The node rules are provided in the [NODE-AFFINITY] section of the values.yaml file, described later in the guide. An example of this section is provided here.
nodeAffinity:
# Nodes identified by labels on which the dkube pods must be scheduled
# Example: dkubeNodesLabel: key1=value1
dkubeNodesLabel: management=true
# Nodes to be tolerated by dkube control plane pods so that only they can be scheduled on the nodes
# Example: dkubeNodesTaints: key1=value1:NoSchedule,key2=value2:NoSchedule
dkubeNodesTaints: management=true:NoSchedule
# Taints of the nodes where gpu workloads must be scheduled.
# Example: gpuWorkloadTaints: key1=value1:NoSchedule,key2=value2:NoSchedule
gpuWorkloadTaints: gpu=true:NoSchedule
# Taints of the nodes where production workloads must be scheduled.
# Example: productionWorkloadTaints: key1=value1:NoSchedule,key2=value2:NoSchedule
productionWorkloadTaints: production=true:NoSchedule
Within the configuration file, there are 2 types of field designations:
LABEL |
Identified job types can only be scheduled on nodes with this label, but a label does not prevent other job types from also being schedule on the node |
TAINT |
Identified job types are the only job types scheduled on nodes with this taint |
The definitions in the configuration example file above creates 3 types of nodes:
management |
Management node |
gpu |
Node that will run a GPU job |
production |
Node that will handle production jobs |
So, in this example:
Since the dkubeNodesLabel has “management=true”

Segmentation data

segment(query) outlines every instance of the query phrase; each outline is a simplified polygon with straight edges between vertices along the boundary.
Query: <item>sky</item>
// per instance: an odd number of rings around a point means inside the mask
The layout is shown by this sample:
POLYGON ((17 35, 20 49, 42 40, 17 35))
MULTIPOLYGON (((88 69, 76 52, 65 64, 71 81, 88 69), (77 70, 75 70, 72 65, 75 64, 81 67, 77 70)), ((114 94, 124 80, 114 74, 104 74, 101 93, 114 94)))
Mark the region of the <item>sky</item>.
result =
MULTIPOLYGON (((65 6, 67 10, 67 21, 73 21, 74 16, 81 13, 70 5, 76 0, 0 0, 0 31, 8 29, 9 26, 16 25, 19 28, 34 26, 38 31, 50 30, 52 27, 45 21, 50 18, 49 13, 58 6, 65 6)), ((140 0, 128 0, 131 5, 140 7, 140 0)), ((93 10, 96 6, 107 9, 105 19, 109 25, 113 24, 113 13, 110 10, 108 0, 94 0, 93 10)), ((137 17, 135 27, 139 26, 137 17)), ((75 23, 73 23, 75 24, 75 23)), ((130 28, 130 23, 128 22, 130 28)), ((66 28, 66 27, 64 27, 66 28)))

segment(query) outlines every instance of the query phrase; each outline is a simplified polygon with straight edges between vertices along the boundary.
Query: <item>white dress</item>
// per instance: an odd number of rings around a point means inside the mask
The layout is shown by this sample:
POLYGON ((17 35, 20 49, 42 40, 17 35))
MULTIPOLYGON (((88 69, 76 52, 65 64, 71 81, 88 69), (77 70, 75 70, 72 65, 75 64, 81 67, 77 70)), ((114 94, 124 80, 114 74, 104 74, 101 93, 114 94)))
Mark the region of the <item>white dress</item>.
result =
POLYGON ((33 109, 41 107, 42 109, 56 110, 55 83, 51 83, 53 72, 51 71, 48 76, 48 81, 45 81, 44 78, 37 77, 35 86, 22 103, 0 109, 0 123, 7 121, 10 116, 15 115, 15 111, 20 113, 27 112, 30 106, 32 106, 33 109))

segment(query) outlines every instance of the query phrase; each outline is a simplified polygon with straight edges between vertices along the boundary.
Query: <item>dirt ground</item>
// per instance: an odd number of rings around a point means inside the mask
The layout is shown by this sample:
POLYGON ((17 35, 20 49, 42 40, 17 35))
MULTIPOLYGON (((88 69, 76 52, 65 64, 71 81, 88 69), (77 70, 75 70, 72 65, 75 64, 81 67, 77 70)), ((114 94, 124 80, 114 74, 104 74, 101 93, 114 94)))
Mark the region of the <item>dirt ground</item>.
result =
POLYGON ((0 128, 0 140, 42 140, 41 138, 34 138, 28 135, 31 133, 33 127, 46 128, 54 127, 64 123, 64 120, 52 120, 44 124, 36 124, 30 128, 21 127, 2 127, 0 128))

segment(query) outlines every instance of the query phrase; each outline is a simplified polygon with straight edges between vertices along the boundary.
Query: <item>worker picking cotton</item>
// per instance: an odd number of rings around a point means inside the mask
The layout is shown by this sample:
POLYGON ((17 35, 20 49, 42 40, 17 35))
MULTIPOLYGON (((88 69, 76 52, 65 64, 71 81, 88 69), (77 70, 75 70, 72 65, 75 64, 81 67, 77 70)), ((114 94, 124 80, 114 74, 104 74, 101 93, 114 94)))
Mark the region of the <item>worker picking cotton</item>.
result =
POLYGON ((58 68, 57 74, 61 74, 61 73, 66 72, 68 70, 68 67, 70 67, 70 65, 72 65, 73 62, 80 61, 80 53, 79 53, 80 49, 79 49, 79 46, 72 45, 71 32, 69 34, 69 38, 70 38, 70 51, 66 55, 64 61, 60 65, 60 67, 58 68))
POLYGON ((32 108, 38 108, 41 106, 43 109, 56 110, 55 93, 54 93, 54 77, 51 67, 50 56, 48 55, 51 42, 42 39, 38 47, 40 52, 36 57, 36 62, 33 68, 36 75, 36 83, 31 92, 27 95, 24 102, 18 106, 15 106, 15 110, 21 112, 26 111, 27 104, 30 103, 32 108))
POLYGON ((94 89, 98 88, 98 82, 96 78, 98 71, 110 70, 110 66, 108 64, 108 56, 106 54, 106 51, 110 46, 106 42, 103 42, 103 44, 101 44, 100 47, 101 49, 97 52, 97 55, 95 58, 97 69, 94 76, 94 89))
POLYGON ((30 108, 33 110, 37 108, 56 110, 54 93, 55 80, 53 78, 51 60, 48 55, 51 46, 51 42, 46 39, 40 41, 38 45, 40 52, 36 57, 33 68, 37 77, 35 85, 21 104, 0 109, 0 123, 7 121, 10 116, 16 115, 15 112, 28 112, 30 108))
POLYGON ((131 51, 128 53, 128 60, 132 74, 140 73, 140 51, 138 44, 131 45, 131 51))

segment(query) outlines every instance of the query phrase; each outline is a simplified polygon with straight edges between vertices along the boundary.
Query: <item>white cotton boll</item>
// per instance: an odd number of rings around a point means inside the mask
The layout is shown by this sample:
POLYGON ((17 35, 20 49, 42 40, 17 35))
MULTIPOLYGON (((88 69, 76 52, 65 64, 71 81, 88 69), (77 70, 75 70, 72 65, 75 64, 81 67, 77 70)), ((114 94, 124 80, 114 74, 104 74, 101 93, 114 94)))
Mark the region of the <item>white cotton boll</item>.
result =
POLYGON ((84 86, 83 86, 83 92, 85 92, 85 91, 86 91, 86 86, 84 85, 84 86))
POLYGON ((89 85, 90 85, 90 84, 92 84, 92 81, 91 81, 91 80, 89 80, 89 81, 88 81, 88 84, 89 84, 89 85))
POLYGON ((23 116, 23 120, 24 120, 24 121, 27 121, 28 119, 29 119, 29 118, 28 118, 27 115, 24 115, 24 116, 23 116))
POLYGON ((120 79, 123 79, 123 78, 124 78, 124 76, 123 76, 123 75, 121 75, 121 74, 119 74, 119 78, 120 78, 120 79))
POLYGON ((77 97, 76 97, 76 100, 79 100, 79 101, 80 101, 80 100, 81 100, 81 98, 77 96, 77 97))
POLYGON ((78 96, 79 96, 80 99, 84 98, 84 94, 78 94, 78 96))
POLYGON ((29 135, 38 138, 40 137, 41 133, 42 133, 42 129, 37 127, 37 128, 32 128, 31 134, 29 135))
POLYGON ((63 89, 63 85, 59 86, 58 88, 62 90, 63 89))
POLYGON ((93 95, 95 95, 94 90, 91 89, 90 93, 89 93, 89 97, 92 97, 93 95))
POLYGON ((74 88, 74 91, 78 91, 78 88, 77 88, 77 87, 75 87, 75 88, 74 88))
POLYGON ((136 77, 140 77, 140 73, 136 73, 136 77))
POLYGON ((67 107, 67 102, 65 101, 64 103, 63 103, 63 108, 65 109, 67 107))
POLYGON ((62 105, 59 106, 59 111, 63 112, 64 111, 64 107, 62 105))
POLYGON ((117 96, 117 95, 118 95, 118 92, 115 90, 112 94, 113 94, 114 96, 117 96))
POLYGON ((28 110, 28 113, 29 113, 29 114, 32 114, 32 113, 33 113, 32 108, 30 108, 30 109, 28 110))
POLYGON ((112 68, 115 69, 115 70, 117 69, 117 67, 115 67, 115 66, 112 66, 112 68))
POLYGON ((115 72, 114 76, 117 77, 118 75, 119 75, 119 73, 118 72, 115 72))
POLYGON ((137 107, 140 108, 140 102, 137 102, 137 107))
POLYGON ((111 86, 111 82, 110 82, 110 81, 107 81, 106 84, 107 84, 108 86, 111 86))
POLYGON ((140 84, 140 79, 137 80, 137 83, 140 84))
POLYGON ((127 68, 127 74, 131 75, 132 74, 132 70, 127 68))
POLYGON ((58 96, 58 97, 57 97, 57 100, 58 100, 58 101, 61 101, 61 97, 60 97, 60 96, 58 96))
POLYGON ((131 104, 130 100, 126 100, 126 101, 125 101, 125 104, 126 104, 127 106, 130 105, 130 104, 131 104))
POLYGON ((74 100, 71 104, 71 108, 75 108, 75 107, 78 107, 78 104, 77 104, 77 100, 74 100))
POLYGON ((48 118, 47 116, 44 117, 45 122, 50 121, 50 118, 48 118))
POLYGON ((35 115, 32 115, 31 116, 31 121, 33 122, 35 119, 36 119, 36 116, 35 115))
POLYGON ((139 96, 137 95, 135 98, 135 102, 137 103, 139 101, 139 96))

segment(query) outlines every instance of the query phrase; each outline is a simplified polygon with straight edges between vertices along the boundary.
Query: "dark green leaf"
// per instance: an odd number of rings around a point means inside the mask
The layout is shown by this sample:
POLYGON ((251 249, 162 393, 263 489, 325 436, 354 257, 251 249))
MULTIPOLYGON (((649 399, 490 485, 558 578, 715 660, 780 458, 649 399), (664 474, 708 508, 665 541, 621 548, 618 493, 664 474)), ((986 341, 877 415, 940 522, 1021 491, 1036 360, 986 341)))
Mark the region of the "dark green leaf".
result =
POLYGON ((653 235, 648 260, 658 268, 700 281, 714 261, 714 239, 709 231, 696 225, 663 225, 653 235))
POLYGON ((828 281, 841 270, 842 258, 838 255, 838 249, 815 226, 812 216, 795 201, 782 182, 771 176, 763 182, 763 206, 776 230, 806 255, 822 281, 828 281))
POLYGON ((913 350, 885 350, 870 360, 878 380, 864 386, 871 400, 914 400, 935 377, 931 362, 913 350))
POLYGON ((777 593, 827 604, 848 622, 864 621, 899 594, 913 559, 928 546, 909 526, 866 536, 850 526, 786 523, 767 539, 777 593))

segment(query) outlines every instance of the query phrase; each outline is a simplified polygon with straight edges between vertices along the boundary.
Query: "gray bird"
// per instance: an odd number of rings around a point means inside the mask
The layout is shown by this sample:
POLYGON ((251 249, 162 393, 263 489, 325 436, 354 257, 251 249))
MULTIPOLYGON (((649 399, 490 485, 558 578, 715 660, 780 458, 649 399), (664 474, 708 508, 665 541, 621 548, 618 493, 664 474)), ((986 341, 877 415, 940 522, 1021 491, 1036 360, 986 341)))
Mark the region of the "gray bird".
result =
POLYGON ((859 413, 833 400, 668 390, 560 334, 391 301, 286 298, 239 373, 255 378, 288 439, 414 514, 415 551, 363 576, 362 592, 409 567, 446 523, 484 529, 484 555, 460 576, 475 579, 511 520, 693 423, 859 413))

Exercise objective:
Can you repeat the node affinity passage word for word, starting with "The node rules" and going on through "gpu workloads must be scheduled."?

Result:
The node rules are provided in the [NODE-AFFINITY] section of the values.yaml file, described later in the guide. An example of this section is provided here.
nodeAffinity:
# Nodes identified by labels on which the dkube pods must be scheduled
# Example: dkubeNodesLabel: key1=value1
dkubeNodesLabel: management=true
# Nodes to be tolerated by dkube control plane pods so that only they can be scheduled on the nodes
# Example: dkubeNodesTaints: key1=value1:NoSchedule,key2=value2:NoSchedule
dkubeNodesTaints: management=true:NoSchedule
# Taints of the nodes where gpu workloads must be scheduled.